-- Start Extract provided --

/strucjure

Pattern-matching, parsing and generic traversals through the medium of PEGs

Primary LanguageClojure

Pattern-matching, parsing and generic traversals through the medium of PEGs.

Leiningen couldn't handle the irony.

Installation

[strucjure "0.3.5"]
(:use strucjure)

TODO

Strucjure is still unstable and may change significantly in future versions.

Strucjure does not yet support:

  • Set literals or record literals

  • Informative error messages / traces

  • Memoisation

  • Ad-hoc extension

Limitations

  • The current implementation (since 0.3.0) is entirely interpreted and for simple patterns will be significantly slower than the equivalent hand-written code.

  • Strucjure cannot automatically rewrite left-recursive rules. You have to manually transform your grammars into a non-left-recursive form.

  • Views retain all of their input until finishing. This makes them unsuitable for writing streaming parsers

Concepts

The core constructs in strucjure are patterns and views.

A pattern takes an input and a set of bindings, consumes some or all of the input and returns new bindings. Patterns implement the strucjure.pattern/Pattern protocol. The pattern macro implements a small DSL for constructing patterns (detailed in the Patterns section below).

user> (pattern ?n)
#strucjure.pattern.Bind{:symbol n}
user> (pattern number?)
#strucjure.pattern.Guard{:fun #<user$eval2102$fn__2103 user$eval2102$fn__2103@46cfd22a>}
user> (pattern (and number? ?n))
#strucjure.pattern.And{:patterns [#strucjure.pattern.Guard{:fun #<user$eval2107$fn__2108 user$eval2107$fn__2108@4ca4f040>} #strucjure.pattern.Bind{:symbol n}]}
user> (pattern [?x '+ ?y])

-- End Extract provided --
-- Start Record set --

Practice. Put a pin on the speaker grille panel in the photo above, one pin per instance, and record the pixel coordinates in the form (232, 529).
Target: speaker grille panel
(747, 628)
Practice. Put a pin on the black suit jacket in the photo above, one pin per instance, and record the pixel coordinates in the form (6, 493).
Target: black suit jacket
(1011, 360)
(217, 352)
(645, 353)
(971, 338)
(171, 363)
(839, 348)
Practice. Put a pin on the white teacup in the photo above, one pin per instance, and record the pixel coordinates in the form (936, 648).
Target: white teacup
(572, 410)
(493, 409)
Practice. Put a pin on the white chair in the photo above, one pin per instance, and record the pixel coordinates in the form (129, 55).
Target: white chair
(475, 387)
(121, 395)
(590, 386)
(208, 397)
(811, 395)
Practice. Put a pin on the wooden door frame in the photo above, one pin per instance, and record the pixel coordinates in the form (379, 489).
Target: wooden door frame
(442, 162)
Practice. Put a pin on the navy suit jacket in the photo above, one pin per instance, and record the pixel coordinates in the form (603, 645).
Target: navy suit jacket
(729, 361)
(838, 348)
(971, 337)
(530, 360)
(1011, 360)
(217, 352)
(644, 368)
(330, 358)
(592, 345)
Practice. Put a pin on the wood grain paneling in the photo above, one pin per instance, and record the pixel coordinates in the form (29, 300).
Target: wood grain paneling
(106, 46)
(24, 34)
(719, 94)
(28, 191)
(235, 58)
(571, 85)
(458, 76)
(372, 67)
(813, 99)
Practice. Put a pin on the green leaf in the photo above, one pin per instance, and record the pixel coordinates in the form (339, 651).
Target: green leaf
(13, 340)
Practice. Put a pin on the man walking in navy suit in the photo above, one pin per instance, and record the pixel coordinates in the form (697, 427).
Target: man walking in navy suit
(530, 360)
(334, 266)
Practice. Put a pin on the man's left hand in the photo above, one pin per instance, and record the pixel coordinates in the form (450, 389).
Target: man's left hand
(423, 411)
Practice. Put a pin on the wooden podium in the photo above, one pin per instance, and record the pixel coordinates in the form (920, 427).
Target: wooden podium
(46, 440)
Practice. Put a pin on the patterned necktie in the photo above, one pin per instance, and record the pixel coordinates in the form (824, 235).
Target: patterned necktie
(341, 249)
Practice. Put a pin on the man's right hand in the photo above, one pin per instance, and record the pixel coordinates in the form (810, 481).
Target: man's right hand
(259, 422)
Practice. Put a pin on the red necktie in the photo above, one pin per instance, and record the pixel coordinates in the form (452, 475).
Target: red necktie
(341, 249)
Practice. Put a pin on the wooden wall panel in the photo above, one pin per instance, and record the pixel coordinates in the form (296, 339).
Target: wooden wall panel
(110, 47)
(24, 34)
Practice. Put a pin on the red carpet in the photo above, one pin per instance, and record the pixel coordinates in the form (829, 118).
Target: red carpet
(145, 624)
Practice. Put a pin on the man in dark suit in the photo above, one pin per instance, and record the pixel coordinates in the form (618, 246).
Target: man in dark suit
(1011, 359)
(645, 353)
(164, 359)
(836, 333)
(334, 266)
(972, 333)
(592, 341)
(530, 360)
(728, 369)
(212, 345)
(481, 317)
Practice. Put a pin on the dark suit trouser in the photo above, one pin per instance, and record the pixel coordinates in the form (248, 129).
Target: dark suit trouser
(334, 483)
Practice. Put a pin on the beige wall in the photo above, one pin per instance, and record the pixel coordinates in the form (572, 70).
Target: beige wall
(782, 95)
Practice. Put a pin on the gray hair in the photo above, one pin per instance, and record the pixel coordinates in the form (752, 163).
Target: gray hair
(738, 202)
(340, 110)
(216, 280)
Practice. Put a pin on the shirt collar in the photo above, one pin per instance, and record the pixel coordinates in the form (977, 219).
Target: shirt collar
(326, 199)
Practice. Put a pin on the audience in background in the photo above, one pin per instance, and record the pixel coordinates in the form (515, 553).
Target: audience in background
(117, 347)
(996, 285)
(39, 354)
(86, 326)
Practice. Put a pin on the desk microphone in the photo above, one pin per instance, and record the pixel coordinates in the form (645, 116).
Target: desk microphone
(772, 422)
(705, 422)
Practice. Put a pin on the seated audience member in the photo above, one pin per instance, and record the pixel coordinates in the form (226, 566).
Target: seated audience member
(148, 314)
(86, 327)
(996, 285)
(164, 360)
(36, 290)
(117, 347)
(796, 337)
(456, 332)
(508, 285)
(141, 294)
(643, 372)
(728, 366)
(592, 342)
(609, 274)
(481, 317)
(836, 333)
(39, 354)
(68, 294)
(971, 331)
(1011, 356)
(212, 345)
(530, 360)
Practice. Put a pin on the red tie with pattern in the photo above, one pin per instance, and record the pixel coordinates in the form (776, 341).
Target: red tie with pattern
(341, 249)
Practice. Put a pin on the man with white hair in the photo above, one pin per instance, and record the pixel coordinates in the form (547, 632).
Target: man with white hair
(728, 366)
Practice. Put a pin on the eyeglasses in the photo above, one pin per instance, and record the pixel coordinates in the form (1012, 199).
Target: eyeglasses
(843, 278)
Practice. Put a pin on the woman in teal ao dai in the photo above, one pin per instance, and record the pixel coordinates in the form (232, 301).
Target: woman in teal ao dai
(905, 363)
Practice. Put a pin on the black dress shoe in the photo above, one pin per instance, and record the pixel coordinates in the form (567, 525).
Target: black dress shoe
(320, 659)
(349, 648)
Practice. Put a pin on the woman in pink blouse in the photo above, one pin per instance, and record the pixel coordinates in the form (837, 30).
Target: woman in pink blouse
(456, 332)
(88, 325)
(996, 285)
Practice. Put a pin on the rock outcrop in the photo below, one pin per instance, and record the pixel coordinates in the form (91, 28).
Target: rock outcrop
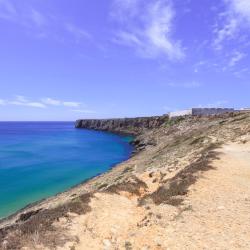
(132, 126)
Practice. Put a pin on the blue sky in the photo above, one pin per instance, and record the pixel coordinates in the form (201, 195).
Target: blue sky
(63, 60)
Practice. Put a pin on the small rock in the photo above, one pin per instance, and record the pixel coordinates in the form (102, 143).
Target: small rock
(220, 207)
(106, 243)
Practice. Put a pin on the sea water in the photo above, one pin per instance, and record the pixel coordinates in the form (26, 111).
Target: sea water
(41, 159)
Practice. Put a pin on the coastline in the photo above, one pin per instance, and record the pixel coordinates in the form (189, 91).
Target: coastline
(44, 200)
(145, 195)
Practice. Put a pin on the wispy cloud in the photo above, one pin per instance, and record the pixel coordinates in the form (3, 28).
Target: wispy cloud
(231, 21)
(72, 104)
(188, 85)
(84, 111)
(237, 56)
(147, 28)
(20, 100)
(56, 102)
(37, 17)
(39, 23)
(77, 32)
(23, 101)
(50, 101)
(7, 10)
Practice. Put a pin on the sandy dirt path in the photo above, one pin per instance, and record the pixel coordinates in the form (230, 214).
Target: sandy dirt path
(216, 213)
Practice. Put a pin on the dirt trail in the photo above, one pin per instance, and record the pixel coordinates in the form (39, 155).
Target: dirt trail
(215, 214)
(220, 203)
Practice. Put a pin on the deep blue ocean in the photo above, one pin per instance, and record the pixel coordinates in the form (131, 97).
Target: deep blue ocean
(40, 159)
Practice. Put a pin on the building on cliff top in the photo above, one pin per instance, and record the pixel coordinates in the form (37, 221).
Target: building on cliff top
(201, 112)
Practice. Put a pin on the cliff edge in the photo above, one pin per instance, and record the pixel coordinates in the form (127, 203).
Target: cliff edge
(189, 189)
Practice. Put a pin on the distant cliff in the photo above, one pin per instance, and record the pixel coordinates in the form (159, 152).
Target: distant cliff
(133, 126)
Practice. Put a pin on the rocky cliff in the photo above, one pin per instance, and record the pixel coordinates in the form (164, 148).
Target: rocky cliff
(190, 190)
(133, 126)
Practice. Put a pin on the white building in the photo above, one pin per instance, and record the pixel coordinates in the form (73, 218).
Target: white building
(201, 112)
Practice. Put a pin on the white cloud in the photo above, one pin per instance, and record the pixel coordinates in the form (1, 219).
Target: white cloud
(50, 101)
(236, 17)
(55, 102)
(237, 56)
(188, 85)
(7, 10)
(20, 100)
(84, 111)
(147, 27)
(77, 32)
(71, 104)
(37, 17)
(23, 101)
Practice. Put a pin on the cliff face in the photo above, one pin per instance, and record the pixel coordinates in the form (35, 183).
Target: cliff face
(133, 126)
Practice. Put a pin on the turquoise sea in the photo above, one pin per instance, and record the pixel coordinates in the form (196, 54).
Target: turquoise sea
(40, 159)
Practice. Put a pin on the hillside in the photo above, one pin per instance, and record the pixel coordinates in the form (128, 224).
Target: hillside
(187, 187)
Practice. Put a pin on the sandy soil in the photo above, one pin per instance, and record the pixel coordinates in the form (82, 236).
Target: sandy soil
(188, 189)
(215, 214)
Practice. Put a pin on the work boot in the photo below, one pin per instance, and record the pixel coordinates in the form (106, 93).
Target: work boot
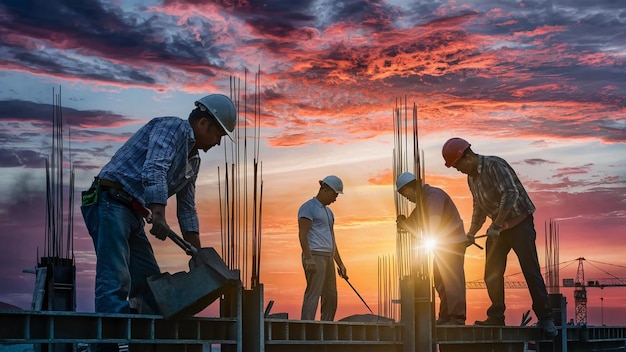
(441, 320)
(547, 328)
(490, 321)
(453, 322)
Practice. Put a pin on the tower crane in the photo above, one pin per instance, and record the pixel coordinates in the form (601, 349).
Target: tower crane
(580, 290)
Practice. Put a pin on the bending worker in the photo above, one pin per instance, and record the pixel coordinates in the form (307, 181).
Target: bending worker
(319, 249)
(445, 224)
(160, 160)
(498, 193)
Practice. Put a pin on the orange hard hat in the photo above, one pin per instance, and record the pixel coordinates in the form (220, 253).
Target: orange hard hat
(453, 149)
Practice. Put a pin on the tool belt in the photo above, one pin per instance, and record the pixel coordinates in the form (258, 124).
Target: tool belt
(114, 189)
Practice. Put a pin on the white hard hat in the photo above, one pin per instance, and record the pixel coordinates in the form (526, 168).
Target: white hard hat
(334, 183)
(404, 179)
(222, 108)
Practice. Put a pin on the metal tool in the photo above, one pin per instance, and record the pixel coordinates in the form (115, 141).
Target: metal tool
(355, 291)
(476, 244)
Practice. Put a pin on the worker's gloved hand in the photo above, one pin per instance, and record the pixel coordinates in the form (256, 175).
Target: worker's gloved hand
(160, 229)
(343, 273)
(471, 239)
(494, 231)
(309, 265)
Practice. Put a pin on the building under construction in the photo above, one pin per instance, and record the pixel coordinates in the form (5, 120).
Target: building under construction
(231, 277)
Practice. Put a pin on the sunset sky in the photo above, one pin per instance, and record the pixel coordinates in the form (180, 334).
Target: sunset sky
(539, 83)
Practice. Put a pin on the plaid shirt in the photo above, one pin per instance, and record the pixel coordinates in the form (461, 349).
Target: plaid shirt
(155, 164)
(496, 187)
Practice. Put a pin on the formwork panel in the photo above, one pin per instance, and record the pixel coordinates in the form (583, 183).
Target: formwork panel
(296, 332)
(14, 327)
(312, 332)
(68, 327)
(330, 332)
(142, 329)
(166, 329)
(115, 328)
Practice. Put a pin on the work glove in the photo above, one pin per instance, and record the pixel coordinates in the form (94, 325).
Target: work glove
(160, 229)
(471, 239)
(400, 221)
(494, 231)
(343, 273)
(309, 265)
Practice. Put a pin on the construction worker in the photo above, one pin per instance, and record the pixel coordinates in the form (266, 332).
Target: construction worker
(446, 228)
(319, 249)
(160, 160)
(498, 193)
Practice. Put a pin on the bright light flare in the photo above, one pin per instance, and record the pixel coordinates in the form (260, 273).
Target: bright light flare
(430, 244)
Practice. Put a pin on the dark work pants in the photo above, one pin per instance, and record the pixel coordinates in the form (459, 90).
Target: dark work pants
(321, 284)
(521, 239)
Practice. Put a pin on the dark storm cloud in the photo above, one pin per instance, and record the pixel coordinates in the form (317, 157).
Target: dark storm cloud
(105, 36)
(27, 111)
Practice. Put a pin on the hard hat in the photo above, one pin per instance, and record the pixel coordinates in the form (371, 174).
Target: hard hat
(334, 183)
(453, 149)
(222, 108)
(404, 179)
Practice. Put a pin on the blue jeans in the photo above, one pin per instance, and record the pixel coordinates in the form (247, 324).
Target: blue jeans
(124, 256)
(521, 239)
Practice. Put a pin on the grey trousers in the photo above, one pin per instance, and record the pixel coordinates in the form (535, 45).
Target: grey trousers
(320, 285)
(449, 280)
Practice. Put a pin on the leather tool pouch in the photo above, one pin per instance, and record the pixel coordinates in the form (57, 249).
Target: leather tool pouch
(90, 196)
(120, 196)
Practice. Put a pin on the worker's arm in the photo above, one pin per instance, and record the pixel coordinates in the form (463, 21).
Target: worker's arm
(304, 225)
(160, 229)
(340, 267)
(193, 238)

-- End Record set --

## [What to work on]
Reproduce the strucjure page from "Limitations" through "equivalent hand-written code.", replacing "interpreted" with "compiled".

## [The answer]
Limitations

  • The current implementation (since 0.3.0) is entirely compiled and for simple patterns will be significantly slower than the equivalent hand-written code.